Rewrite the items from the beginning through the line containing "563 169 L 567", changing every "mask" to "outline" and keeping all else unchanged.
---
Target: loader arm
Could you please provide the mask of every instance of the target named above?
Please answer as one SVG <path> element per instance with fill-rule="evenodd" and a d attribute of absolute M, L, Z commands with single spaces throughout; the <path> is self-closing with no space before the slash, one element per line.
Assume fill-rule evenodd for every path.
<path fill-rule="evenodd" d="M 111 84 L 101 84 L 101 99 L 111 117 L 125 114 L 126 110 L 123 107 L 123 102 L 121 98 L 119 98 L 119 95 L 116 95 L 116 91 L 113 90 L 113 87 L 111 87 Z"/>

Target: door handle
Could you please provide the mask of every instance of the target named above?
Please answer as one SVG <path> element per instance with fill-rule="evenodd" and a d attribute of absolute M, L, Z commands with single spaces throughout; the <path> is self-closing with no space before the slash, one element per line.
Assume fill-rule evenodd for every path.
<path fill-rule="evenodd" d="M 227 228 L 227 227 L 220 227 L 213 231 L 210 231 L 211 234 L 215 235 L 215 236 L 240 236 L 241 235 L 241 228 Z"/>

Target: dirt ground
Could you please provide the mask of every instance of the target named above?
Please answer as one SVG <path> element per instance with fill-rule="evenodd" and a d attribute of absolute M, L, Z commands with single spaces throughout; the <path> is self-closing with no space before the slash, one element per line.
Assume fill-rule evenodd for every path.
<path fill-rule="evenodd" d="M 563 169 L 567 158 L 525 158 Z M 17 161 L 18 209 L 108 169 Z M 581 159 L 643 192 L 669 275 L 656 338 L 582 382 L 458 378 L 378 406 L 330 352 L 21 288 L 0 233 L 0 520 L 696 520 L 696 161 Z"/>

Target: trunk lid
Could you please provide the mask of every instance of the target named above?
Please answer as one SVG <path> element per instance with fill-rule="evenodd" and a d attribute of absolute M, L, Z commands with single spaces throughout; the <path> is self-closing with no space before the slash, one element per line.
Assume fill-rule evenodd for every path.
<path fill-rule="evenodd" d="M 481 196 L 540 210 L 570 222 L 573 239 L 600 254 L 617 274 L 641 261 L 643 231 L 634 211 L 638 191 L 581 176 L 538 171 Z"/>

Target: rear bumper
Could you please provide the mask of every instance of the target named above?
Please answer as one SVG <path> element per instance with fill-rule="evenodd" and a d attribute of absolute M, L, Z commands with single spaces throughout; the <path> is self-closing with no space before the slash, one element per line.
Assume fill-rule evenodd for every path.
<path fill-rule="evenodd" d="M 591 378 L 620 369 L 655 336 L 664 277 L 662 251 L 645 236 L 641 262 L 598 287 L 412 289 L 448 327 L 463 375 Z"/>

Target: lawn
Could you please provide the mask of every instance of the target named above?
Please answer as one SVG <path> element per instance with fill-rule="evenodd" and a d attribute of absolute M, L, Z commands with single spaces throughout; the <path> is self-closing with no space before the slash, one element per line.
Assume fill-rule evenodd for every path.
---
> [Written response]
Target: loader arm
Could you please provide the outline of every instance of the target named above?
Please answer as one SVG <path> element per instance with fill-rule="evenodd" and a d attribute of absolute M, L, Z commands with single spaces throughout; the <path> is self-closing with no space before the slash, one element per line.
Assume fill-rule evenodd for every path.
<path fill-rule="evenodd" d="M 111 84 L 101 84 L 101 99 L 111 117 L 125 114 L 126 110 L 123 107 L 123 102 L 121 98 L 119 98 L 119 95 L 116 95 L 116 91 L 113 90 L 113 87 L 111 87 Z"/>

Target: door handle
Could you please provide the outline of every instance of the target named above?
Please answer as one SVG <path> element per instance with fill-rule="evenodd" and a d attribute of absolute M, L, Z commands with single spaces throughout; the <path> is self-closing with no space before the slash, one element per line.
Assume fill-rule evenodd for every path.
<path fill-rule="evenodd" d="M 227 228 L 227 227 L 220 227 L 213 231 L 210 231 L 211 234 L 215 235 L 215 236 L 240 236 L 241 235 L 241 228 Z"/>

Target: dirt ground
Could you please provide the outline of every instance of the target named above?
Please answer as one SVG <path> element per instance with fill-rule="evenodd" and a d attribute of absolute M, L, Z commands with single spaces throughout; the <path> is self-closing with no space before the slash, one element per line.
Assume fill-rule evenodd for every path.
<path fill-rule="evenodd" d="M 563 169 L 567 158 L 525 158 Z M 17 161 L 18 209 L 108 169 Z M 581 159 L 643 192 L 669 275 L 656 338 L 582 382 L 458 378 L 378 406 L 330 352 L 21 288 L 0 233 L 0 520 L 696 520 L 696 161 Z"/>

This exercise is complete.